## Text section
·····
Public can use Sanders Beach pending trial

Avery, left, and Zoe Gephart wait outside the Kootenai County Courthouse Thursday where their mother, Cathy Gephart, was supporting a request to keep Sanders Beach open to the public. 
 (Jesse Tinsley / The Spokesman-Review)
Avery, left, and Zoe Gephart wait outside the Kootenai County Courthouse Thursday where their mother, Cathy Gephart, was supporting a request to keep Sanders Beach open to the public. (Jesse Tinsley / The Spokesman-Review)

Sanders Beach is open to the public, at least for this summer.

Retired Judge James Judd ruled Thursday to allow the public to use the beach between 12th and 15th streets until a final decision is made about who owns the popular Coeur d’Alene beach. Judd said he expects a trial this fall.

Until then, sunbathers, swimmers and those just wanting to stroll along the shore have use of the beach from below the seawalls on the south side of East Lakeshore Drive.

But there will be rules. Judd instructed the city’s attorney to work with the lawyers representing the homeowners to work on specifics for hours of use, maintenance and patrol by local law enforcement officers. It will work similarly to the stretch of public beach in front of the homes on West Lakeshore Drive, near City Park.

This temporary ruling gives Coeur d’Alene the clear authority to enforce city laws such as trespass, open container and leash laws for dogs.

Until now the city has declined to enforce these laws because it was unclear whether the beach was public or private. This stance has infuriated the dozen property owners who claim that people abuse the beach by leaving trash, using foul language and partying all night.

The result has been heated conflicts between homeowners and beach users – confrontations that city officials feared would turn violent this summer if nothing was done.

That’s why Coeur d’Alene and Kootenai County filed the lawsuit that asks a judge to once and for all determine the legal high-water mark on Sanders Beach. The high-water mark shows where private land ends and where publicly owned beach begins, which would determine whether the beach is public or private.

No court has ever made an exact determination.

The lawsuit names the Sanders Beach homeowners between 12th and 15th streets, the Sanders Beach Preservation Association that advocates for public use and the Idaho Department of Lands – parties that have stakes in the location of the high-water mark.
·····
## Exercise tasks
A) In one to three sentences, explain why, according to the Sanders Beach article, the city had declined to enforce laws such as trespass, open container and leash laws on the beach until now.
B) Carry on the Sanders Beach article from the point where it stops.

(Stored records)
·····
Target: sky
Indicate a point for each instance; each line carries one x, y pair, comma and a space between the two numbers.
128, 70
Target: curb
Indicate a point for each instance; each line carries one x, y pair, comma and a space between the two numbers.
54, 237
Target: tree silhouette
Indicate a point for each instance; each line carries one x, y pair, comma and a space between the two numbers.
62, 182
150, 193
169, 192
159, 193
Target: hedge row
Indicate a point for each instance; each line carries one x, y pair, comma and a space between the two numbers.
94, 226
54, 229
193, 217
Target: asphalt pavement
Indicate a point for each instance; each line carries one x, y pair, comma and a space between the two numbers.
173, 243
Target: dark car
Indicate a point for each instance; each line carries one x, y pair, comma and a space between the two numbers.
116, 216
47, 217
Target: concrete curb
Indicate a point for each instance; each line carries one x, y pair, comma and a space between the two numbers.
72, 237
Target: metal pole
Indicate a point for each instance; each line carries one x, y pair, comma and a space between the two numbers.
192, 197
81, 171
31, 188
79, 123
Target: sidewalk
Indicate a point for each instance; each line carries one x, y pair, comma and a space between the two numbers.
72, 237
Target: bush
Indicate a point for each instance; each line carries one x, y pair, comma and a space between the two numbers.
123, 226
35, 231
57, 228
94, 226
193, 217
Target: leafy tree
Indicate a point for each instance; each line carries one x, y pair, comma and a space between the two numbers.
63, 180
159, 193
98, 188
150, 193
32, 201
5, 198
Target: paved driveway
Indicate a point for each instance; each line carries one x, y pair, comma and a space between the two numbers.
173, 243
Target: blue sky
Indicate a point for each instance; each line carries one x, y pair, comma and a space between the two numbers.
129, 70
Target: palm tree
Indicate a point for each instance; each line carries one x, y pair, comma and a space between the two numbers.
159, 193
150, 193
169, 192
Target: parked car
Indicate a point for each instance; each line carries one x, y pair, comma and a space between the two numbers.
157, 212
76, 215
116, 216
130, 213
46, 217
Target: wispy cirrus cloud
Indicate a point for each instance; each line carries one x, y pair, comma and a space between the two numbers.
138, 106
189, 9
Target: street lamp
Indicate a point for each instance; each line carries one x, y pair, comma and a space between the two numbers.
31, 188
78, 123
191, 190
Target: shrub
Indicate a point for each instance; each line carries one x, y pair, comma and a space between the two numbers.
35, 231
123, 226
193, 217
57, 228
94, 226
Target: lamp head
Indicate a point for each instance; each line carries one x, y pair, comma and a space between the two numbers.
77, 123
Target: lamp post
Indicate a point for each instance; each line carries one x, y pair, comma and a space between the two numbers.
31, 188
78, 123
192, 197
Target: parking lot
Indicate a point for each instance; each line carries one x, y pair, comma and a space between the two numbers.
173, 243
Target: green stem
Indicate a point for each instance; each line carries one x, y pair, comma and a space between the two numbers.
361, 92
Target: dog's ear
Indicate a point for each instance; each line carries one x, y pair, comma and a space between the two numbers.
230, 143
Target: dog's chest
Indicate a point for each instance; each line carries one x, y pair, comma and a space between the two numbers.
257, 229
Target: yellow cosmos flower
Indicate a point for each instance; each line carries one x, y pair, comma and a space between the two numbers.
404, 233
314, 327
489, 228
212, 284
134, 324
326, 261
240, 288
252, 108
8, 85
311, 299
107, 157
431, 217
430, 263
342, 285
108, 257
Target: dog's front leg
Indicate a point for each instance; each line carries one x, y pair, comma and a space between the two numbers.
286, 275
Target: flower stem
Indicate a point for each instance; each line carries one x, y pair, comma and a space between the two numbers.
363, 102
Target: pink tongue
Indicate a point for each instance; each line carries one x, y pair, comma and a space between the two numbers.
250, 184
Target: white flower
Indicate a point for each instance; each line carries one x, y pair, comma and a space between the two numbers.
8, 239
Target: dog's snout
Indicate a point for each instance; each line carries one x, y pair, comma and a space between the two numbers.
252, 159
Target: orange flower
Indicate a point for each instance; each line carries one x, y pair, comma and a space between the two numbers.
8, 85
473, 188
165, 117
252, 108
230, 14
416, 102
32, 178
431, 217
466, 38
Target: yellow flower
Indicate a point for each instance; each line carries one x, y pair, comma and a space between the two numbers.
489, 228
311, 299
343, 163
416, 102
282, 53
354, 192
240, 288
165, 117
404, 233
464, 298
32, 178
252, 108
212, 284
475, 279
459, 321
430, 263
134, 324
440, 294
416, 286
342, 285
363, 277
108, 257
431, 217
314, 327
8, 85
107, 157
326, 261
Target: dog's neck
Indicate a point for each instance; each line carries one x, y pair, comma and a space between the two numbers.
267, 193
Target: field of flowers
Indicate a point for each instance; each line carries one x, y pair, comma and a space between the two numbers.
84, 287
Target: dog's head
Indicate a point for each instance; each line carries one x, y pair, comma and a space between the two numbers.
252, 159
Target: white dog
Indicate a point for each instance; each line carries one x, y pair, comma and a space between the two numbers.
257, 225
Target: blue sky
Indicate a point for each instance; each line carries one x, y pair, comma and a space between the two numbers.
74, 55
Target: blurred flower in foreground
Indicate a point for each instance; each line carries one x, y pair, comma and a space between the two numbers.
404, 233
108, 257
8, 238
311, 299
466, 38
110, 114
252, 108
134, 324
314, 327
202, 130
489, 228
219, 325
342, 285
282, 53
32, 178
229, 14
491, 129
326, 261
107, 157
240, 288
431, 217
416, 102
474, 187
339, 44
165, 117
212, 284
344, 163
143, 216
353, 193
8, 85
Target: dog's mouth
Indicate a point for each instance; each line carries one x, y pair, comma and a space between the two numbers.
·····
## In response
A) The city had declined to enforce those laws because it was unclear whether the beach was public or private.

B)
Some people, including the state Land Board, presume that 2,128 feet is the high-water mark. Other folks, such as Sanders Beach Preservation Association members, say the high-water mark is 10 feet higher.

Judd ruled in favor of the city, county, preservation association and homeowner Greg Crimp, who is the brother of Coeur d’Alene Mayor Sandi Bloem. Bloem has no financial interest in the Crimp property. The group advocated that the court maintain the status quo, which they said was allowing the public to use Sanders Beach until a final ruling is made.

The other homeowners wanted Judd to rule in favor of private property rights, meaning that the beach is private all the way to the water’s edge. The summer lake level is normally 2,128 feet.

Judd, who was selected by the state Supreme Court to hear the case, said he was reluctant to make any temporary ruling because it wouldn’t solve the problem. Yet he said it was impossible to go to trial and reach a conclusion by the time the summer swim season starts.

The homeowners were disappointed with Judd’s ruling and questioned whether it will really help decrease the summertime problems.

“The city hasn’t shown us anything this far that would give us any faith,” attorney John Magnuson said after court adjourned.

Judd said he expects the city to “do a stellar job” enforcing the laws and keeping the beach clean and maintained. If problems arise, Judd said he can modify the order and find a solution that works.